In the records below, the line with "Help me locate the car wheel" and every line after it must be written out exactly; no pictures belong in the result.

Dataset extract =>
________

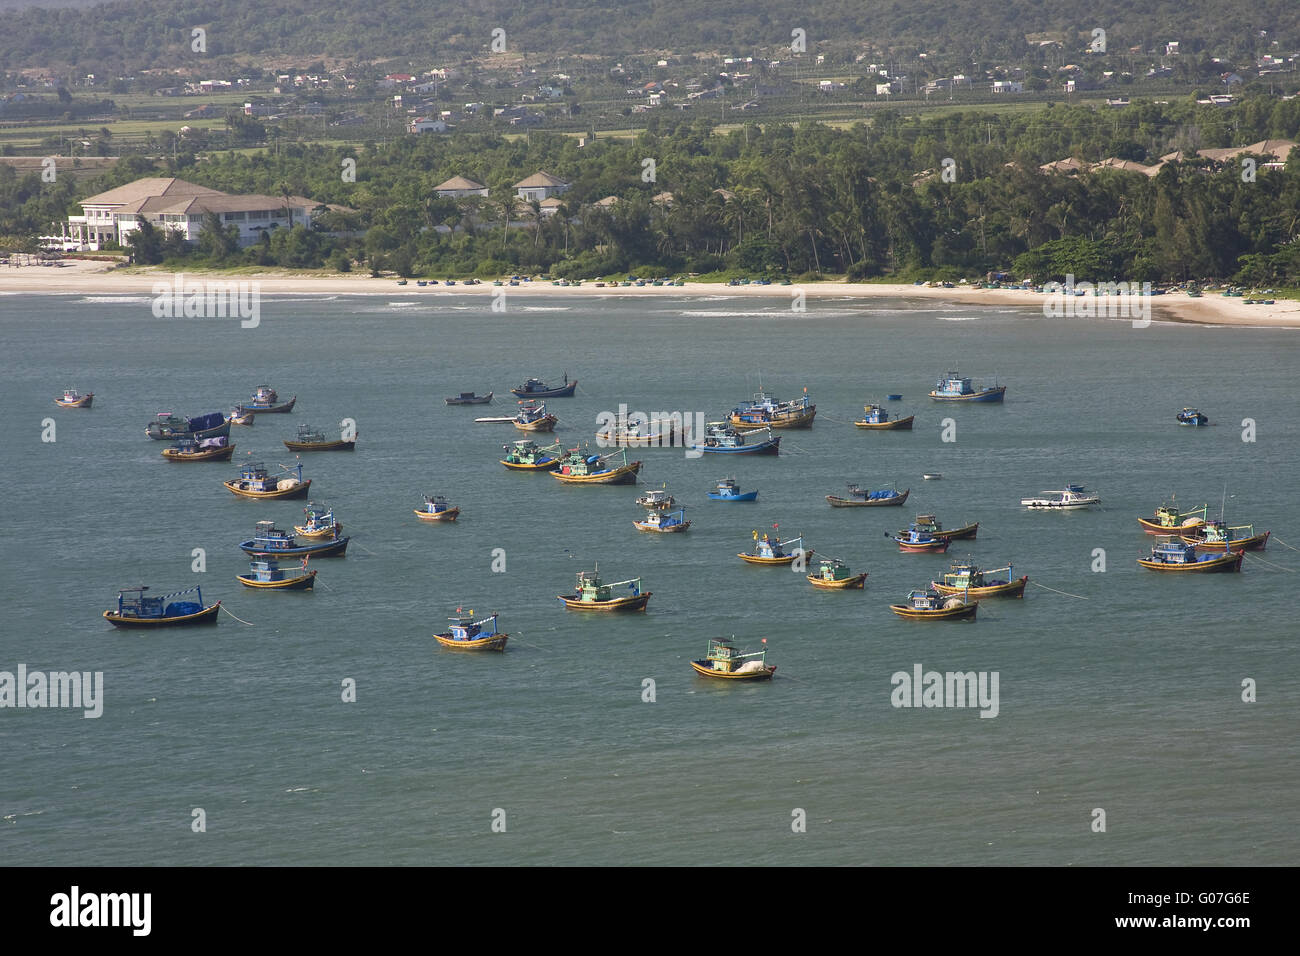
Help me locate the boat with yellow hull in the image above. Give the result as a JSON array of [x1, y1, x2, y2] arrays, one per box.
[[513, 402, 557, 432], [551, 446, 642, 485], [901, 514, 978, 541], [738, 532, 810, 565], [293, 502, 342, 539], [1138, 502, 1207, 534], [1180, 521, 1269, 552], [854, 403, 913, 429], [932, 560, 1026, 598], [558, 567, 651, 611], [224, 462, 311, 500], [889, 589, 978, 620], [55, 388, 93, 408], [162, 437, 235, 461], [689, 638, 776, 680], [1138, 538, 1244, 573], [500, 439, 562, 471], [103, 586, 220, 627], [433, 612, 508, 651], [807, 558, 866, 589], [283, 423, 356, 451], [236, 556, 316, 590], [414, 494, 460, 521]]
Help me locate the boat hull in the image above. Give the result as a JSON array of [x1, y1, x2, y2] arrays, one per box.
[[294, 523, 342, 539], [414, 508, 460, 522], [55, 395, 94, 408], [1138, 516, 1206, 534], [224, 478, 311, 499], [147, 420, 231, 441], [558, 592, 651, 611], [854, 416, 913, 430], [929, 387, 1005, 403], [238, 397, 296, 414], [283, 439, 355, 451], [1180, 531, 1268, 552], [501, 458, 559, 471], [237, 570, 316, 590], [909, 522, 978, 541], [514, 416, 557, 432], [808, 573, 867, 589], [511, 381, 577, 398], [1022, 499, 1099, 509], [162, 444, 235, 462], [738, 550, 812, 565], [434, 632, 508, 651], [1137, 552, 1244, 572], [731, 408, 816, 429], [445, 392, 493, 405], [691, 439, 780, 455], [897, 539, 950, 553], [889, 602, 978, 619], [708, 492, 759, 502], [103, 602, 221, 627], [633, 520, 690, 533], [827, 489, 910, 507], [551, 462, 642, 484], [689, 661, 776, 680], [239, 535, 349, 557], [933, 576, 1027, 598]]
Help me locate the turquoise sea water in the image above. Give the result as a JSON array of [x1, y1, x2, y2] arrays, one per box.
[[2, 291, 1297, 865]]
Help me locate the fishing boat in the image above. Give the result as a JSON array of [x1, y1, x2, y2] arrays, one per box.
[[729, 389, 816, 429], [1138, 502, 1208, 534], [237, 385, 296, 414], [500, 439, 562, 471], [708, 478, 758, 502], [551, 446, 642, 484], [236, 556, 316, 590], [294, 502, 342, 539], [511, 374, 577, 398], [54, 388, 93, 408], [689, 423, 780, 455], [889, 589, 978, 620], [445, 391, 493, 405], [1176, 407, 1209, 426], [475, 415, 518, 424], [928, 371, 1006, 403], [633, 507, 690, 533], [1020, 483, 1100, 510], [146, 411, 230, 441], [103, 585, 220, 628], [1180, 520, 1269, 552], [738, 532, 811, 565], [826, 483, 909, 507], [433, 611, 508, 651], [227, 407, 255, 426], [283, 423, 356, 451], [414, 494, 460, 521], [932, 560, 1027, 598], [223, 461, 311, 499], [239, 520, 350, 557], [513, 402, 557, 432], [922, 473, 942, 480], [596, 417, 678, 447], [636, 487, 676, 509], [893, 527, 951, 553], [161, 436, 235, 461], [807, 558, 867, 589], [901, 514, 979, 541], [689, 638, 776, 680], [854, 403, 914, 429], [1138, 538, 1244, 573], [557, 567, 651, 611]]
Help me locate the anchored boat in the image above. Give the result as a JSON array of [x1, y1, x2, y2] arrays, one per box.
[[414, 494, 460, 521], [854, 403, 913, 429], [511, 373, 576, 398], [1138, 538, 1244, 572], [633, 507, 690, 533], [239, 520, 349, 557], [551, 446, 642, 484], [690, 423, 780, 455], [237, 556, 316, 590], [224, 461, 311, 499], [237, 385, 296, 414], [514, 402, 557, 432], [932, 560, 1027, 598], [294, 502, 342, 539], [928, 371, 1005, 403], [708, 477, 758, 502], [445, 391, 493, 405], [1020, 483, 1100, 510], [162, 436, 235, 461], [729, 389, 816, 429], [596, 417, 679, 447], [501, 439, 562, 471], [739, 531, 810, 565], [889, 589, 978, 620], [227, 407, 255, 426], [146, 411, 230, 441], [434, 611, 508, 651], [827, 483, 909, 507], [636, 486, 676, 509], [103, 585, 220, 627], [558, 567, 651, 611], [901, 514, 978, 541], [807, 558, 867, 589], [283, 423, 356, 451], [893, 527, 951, 553], [1176, 407, 1209, 426], [1138, 502, 1208, 534], [54, 388, 93, 408], [689, 638, 776, 680], [1180, 520, 1269, 552]]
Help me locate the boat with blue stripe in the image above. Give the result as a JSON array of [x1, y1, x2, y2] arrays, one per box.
[[928, 371, 1006, 403], [690, 423, 780, 455], [708, 477, 758, 502], [239, 520, 349, 557]]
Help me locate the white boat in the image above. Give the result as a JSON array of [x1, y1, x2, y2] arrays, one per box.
[[1020, 483, 1100, 510], [922, 473, 942, 480]]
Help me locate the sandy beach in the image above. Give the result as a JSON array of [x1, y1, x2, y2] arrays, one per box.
[[3, 259, 1298, 328]]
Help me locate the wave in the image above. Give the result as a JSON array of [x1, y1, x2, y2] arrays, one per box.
[[78, 295, 154, 304]]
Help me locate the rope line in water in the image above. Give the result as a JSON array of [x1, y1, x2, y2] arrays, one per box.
[[1270, 536, 1299, 553], [220, 605, 256, 626], [1242, 552, 1296, 573], [1030, 581, 1089, 600]]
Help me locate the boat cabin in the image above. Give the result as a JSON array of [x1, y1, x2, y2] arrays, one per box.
[[861, 404, 890, 423], [1149, 540, 1202, 564], [115, 585, 204, 618], [815, 559, 854, 582], [422, 495, 454, 514]]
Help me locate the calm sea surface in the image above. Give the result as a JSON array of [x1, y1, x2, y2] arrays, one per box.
[[2, 290, 1297, 865]]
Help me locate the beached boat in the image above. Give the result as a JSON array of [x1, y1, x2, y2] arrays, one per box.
[[636, 487, 676, 509], [500, 439, 562, 471], [237, 385, 296, 414], [513, 402, 557, 432], [708, 477, 757, 502], [294, 502, 342, 539], [1176, 407, 1210, 426], [445, 391, 493, 405], [414, 494, 460, 521], [928, 371, 1006, 403], [932, 560, 1027, 598], [161, 436, 235, 461], [239, 520, 349, 557], [227, 407, 255, 426], [893, 527, 951, 553], [633, 507, 690, 533], [689, 423, 780, 455], [729, 390, 816, 429], [889, 589, 978, 620], [54, 388, 93, 408], [103, 585, 220, 628], [738, 532, 811, 565], [434, 611, 508, 651], [224, 461, 311, 499], [283, 423, 356, 451], [854, 403, 913, 429], [1138, 538, 1244, 573], [901, 514, 979, 541], [826, 483, 909, 507], [1180, 520, 1269, 552], [1138, 502, 1208, 534], [551, 446, 642, 484], [511, 374, 577, 398], [236, 556, 316, 590], [807, 558, 867, 589], [558, 567, 651, 611], [146, 411, 230, 441], [1020, 483, 1100, 510], [689, 638, 776, 680]]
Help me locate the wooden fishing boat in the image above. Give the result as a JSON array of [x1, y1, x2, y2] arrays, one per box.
[[739, 532, 811, 565], [827, 483, 909, 507], [1176, 407, 1209, 426], [511, 374, 576, 398], [236, 556, 316, 590], [854, 403, 913, 429], [596, 417, 679, 447], [894, 527, 950, 553], [445, 391, 493, 405], [689, 638, 776, 680], [103, 585, 220, 628], [227, 407, 255, 426], [901, 514, 978, 541], [161, 436, 235, 461], [636, 487, 676, 509], [730, 390, 816, 429], [633, 507, 690, 533], [433, 611, 508, 651], [237, 385, 296, 414], [224, 462, 311, 500], [1138, 502, 1207, 534], [294, 502, 342, 539], [146, 411, 230, 441], [239, 520, 349, 557], [889, 589, 978, 620], [1138, 538, 1244, 573], [1180, 520, 1269, 552], [283, 423, 356, 451], [414, 494, 460, 521], [807, 558, 867, 589], [500, 439, 562, 471], [1021, 483, 1100, 509], [513, 402, 557, 432], [928, 371, 1005, 403], [551, 446, 642, 484], [558, 567, 651, 611], [54, 388, 93, 408], [690, 423, 780, 455], [708, 477, 757, 502], [932, 560, 1027, 598]]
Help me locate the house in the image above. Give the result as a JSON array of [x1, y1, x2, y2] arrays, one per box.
[[992, 80, 1024, 93], [409, 117, 448, 133], [514, 172, 570, 202], [1165, 42, 1180, 55], [433, 176, 489, 199]]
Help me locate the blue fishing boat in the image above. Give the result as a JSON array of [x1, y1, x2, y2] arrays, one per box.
[[239, 520, 349, 557], [236, 555, 316, 590], [690, 423, 780, 455], [1176, 407, 1209, 426], [414, 494, 460, 521], [855, 404, 914, 430], [434, 611, 508, 651], [708, 477, 758, 502], [145, 411, 230, 441], [103, 585, 220, 627], [511, 373, 577, 398], [237, 385, 296, 414], [928, 371, 1006, 403], [633, 507, 690, 533], [1137, 538, 1243, 573], [893, 527, 950, 553]]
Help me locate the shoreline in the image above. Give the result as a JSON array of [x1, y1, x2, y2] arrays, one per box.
[[2, 261, 1298, 328]]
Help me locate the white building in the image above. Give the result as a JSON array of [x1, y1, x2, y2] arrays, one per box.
[[433, 176, 489, 199], [513, 171, 570, 202]]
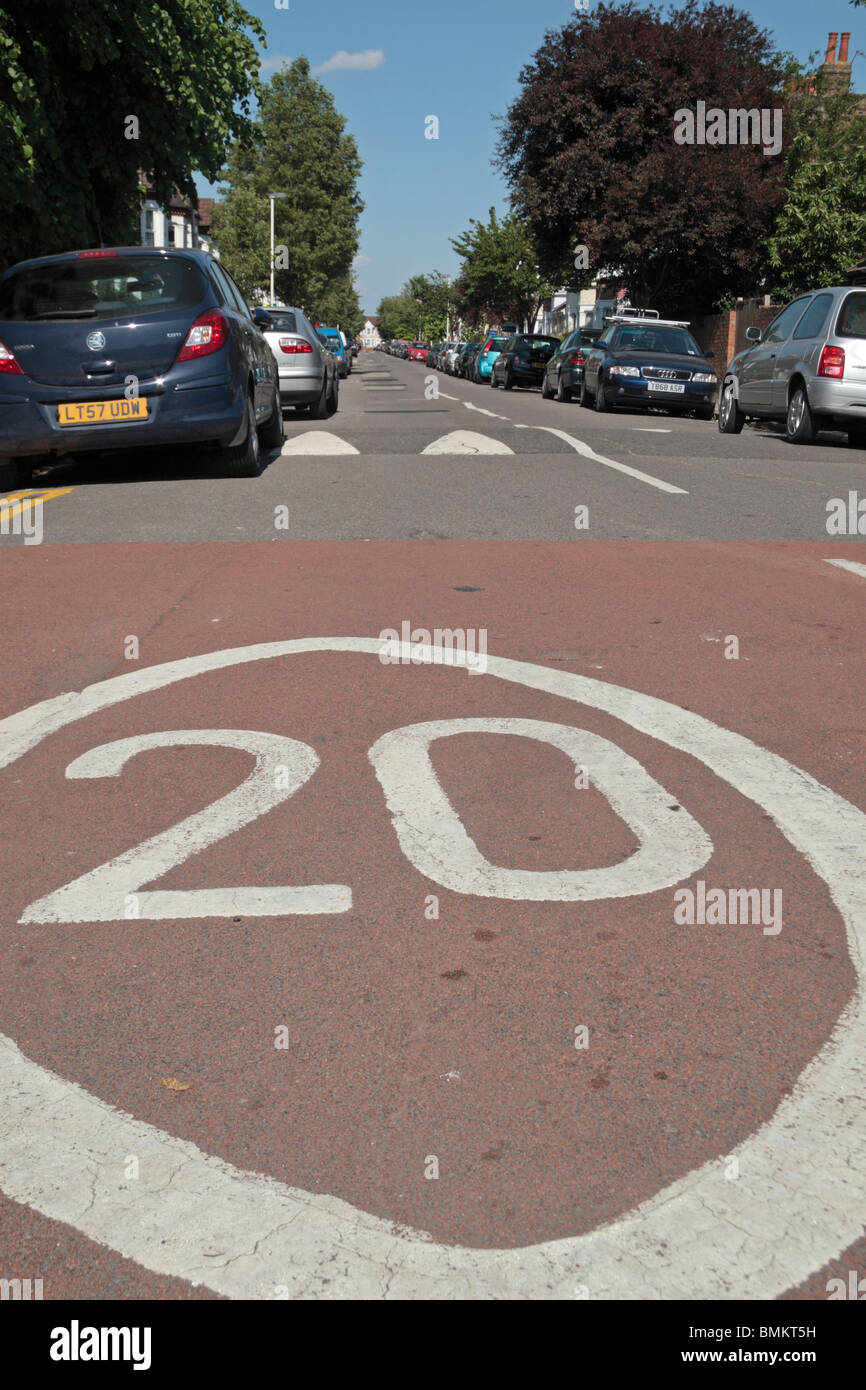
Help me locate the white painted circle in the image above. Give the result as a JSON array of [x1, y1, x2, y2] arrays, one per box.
[[0, 637, 863, 1300]]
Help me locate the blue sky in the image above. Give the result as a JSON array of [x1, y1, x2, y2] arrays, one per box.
[[197, 0, 863, 315]]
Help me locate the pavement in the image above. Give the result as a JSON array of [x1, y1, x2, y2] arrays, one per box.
[[0, 354, 864, 1301]]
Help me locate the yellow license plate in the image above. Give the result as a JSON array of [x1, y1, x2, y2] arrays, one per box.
[[57, 398, 148, 426]]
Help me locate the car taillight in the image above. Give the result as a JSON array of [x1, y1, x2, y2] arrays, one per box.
[[176, 308, 228, 362], [483, 341, 493, 352], [0, 338, 23, 374], [570, 350, 586, 366], [818, 344, 845, 378], [76, 249, 118, 259], [278, 337, 313, 354]]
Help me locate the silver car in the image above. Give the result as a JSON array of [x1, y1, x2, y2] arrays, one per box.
[[252, 306, 338, 418], [718, 286, 866, 445]]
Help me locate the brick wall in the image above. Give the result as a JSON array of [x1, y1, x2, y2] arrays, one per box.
[[690, 302, 784, 370]]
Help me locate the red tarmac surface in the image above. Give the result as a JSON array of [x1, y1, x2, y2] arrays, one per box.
[[0, 540, 863, 1298]]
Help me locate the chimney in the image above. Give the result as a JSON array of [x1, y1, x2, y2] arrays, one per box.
[[839, 32, 850, 62], [819, 30, 852, 95], [825, 32, 838, 63]]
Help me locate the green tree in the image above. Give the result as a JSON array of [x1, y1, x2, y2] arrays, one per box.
[[0, 0, 263, 271], [767, 72, 866, 295], [311, 275, 364, 336], [450, 208, 553, 330], [495, 1, 789, 316], [213, 57, 364, 314], [375, 295, 418, 341]]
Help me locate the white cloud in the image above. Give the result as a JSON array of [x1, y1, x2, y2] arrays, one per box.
[[260, 54, 293, 73], [314, 49, 385, 74], [353, 253, 372, 267]]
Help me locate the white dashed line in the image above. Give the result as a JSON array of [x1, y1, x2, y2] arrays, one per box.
[[516, 424, 688, 494]]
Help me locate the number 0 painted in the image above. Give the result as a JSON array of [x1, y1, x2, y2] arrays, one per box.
[[368, 717, 712, 899]]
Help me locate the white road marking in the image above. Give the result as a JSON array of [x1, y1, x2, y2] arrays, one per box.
[[0, 638, 864, 1299], [463, 402, 512, 422], [631, 428, 672, 433], [516, 424, 688, 494], [435, 391, 459, 401], [281, 432, 359, 455], [421, 430, 514, 455], [824, 558, 866, 580], [363, 386, 406, 392], [369, 717, 711, 900]]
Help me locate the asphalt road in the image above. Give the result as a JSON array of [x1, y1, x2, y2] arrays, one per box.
[[2, 351, 865, 543], [0, 353, 864, 1304]]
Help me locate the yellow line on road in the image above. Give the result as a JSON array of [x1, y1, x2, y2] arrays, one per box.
[[0, 487, 74, 525]]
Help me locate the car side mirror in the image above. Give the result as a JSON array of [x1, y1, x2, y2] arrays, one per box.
[[746, 327, 761, 343]]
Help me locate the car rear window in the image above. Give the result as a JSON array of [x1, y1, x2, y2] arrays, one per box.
[[836, 292, 866, 338], [0, 254, 208, 321], [487, 338, 507, 350], [268, 312, 298, 333]]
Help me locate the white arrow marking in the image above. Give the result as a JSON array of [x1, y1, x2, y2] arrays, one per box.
[[421, 430, 513, 455], [0, 640, 864, 1299], [281, 432, 359, 455]]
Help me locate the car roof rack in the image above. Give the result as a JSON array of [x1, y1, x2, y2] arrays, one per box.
[[605, 312, 691, 329]]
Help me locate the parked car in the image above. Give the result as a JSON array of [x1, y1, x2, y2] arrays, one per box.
[[541, 329, 593, 403], [580, 311, 717, 417], [490, 333, 560, 390], [473, 336, 509, 382], [718, 286, 866, 444], [0, 245, 283, 481], [456, 342, 480, 377], [426, 342, 442, 366], [408, 341, 429, 362], [317, 326, 350, 378], [252, 305, 338, 420]]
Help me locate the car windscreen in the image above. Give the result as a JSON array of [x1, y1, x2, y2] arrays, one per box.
[[412, 342, 428, 348], [836, 293, 866, 338], [268, 312, 298, 333], [322, 335, 343, 351], [0, 255, 208, 321], [611, 327, 702, 355]]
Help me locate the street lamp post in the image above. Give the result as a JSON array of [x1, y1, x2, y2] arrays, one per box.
[[268, 192, 288, 305]]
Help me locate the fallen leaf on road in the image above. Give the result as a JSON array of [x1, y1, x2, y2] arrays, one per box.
[[161, 1077, 193, 1092]]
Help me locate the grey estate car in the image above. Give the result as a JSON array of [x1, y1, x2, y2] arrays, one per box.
[[719, 286, 866, 445]]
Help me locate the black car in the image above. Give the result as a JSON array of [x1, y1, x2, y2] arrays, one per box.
[[457, 342, 480, 378], [426, 342, 442, 366], [490, 334, 560, 389], [0, 246, 283, 481], [580, 313, 718, 417], [540, 329, 594, 403]]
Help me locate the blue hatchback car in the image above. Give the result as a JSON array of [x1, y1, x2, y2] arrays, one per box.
[[0, 246, 283, 480], [317, 327, 350, 378]]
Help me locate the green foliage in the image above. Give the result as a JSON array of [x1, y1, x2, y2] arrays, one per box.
[[214, 57, 364, 317], [451, 208, 554, 329], [375, 295, 419, 341], [377, 272, 454, 340], [0, 0, 263, 271], [767, 73, 866, 295]]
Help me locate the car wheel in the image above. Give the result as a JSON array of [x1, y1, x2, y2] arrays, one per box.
[[717, 382, 745, 434], [221, 391, 262, 477], [556, 374, 572, 403], [579, 379, 594, 408], [541, 370, 554, 399], [502, 368, 514, 391], [490, 371, 498, 388], [328, 373, 339, 415], [593, 375, 611, 412], [0, 457, 35, 489], [309, 374, 330, 421], [786, 384, 818, 444], [258, 380, 284, 449]]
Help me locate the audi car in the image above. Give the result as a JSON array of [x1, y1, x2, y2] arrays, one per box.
[[580, 313, 717, 417], [0, 246, 283, 480]]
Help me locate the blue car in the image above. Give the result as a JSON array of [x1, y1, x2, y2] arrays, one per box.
[[317, 327, 350, 378], [0, 246, 284, 481], [473, 335, 509, 382]]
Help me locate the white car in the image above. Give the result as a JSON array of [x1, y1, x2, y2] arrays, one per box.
[[253, 305, 339, 418]]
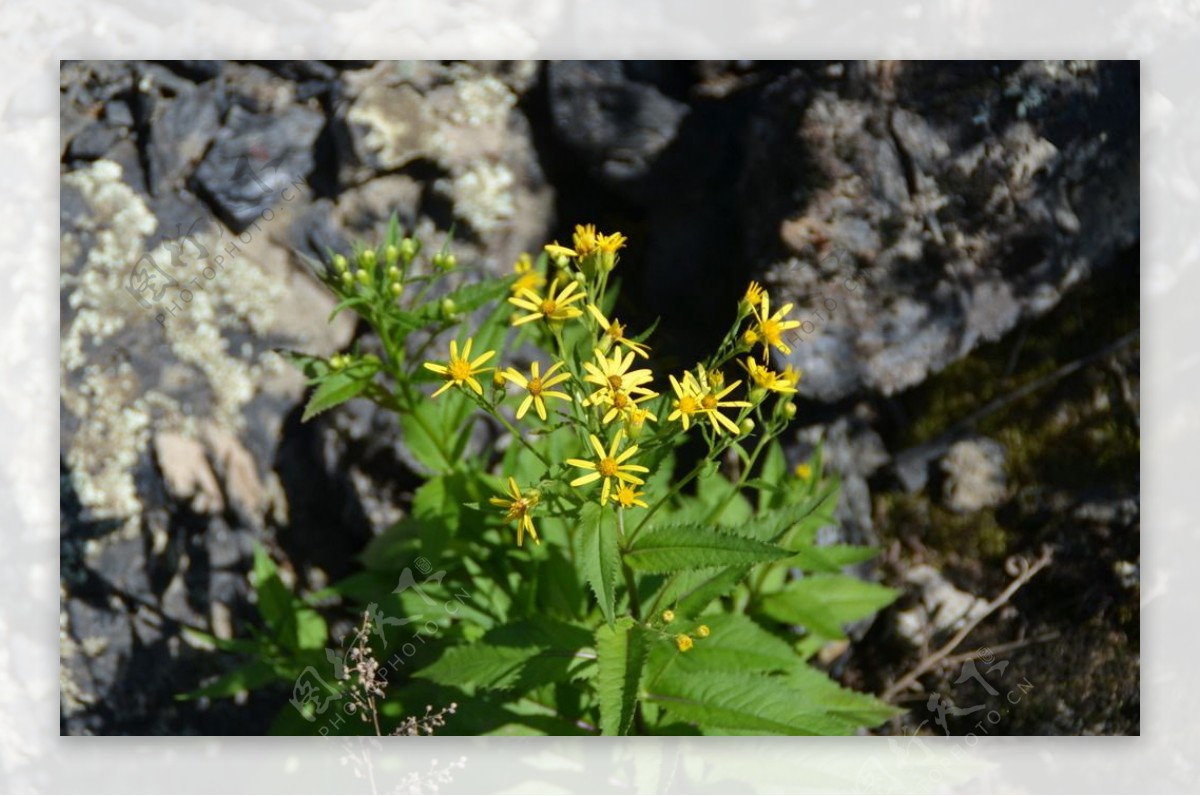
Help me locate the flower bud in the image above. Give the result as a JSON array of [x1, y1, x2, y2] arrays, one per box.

________

Output of the task =>
Help me locate the car wheel in the image above. Give the result as a JSON array of [x1, y1, x2, y2] arrays, one per box.
[[717, 382, 745, 434], [221, 391, 262, 477], [556, 374, 572, 403], [579, 379, 594, 408], [541, 370, 554, 399], [502, 368, 514, 391], [490, 371, 498, 388], [328, 373, 339, 415], [593, 375, 611, 412], [0, 457, 35, 489], [309, 374, 330, 421], [786, 384, 818, 444], [258, 380, 284, 449]]
Help me locate the audi car in the image above. Give the result as a JSON array of [x1, y1, x2, y2] arrays, one per box.
[[580, 313, 717, 417], [0, 246, 283, 480]]
Help me locate the blue car in the image above. Give the result as a JSON array of [x1, y1, x2, y2] arrays, one per box.
[[317, 327, 350, 378], [0, 246, 284, 481], [473, 335, 509, 382]]
Help me locate the white car in the image above. Give the result as a JSON array of [x1, y1, x2, y2] arrays, one per box.
[[253, 305, 339, 418]]
Help me locate the flower bud in the image above. Give the result as a JSON array of [x1, y1, x2, y2] arrays, one per box.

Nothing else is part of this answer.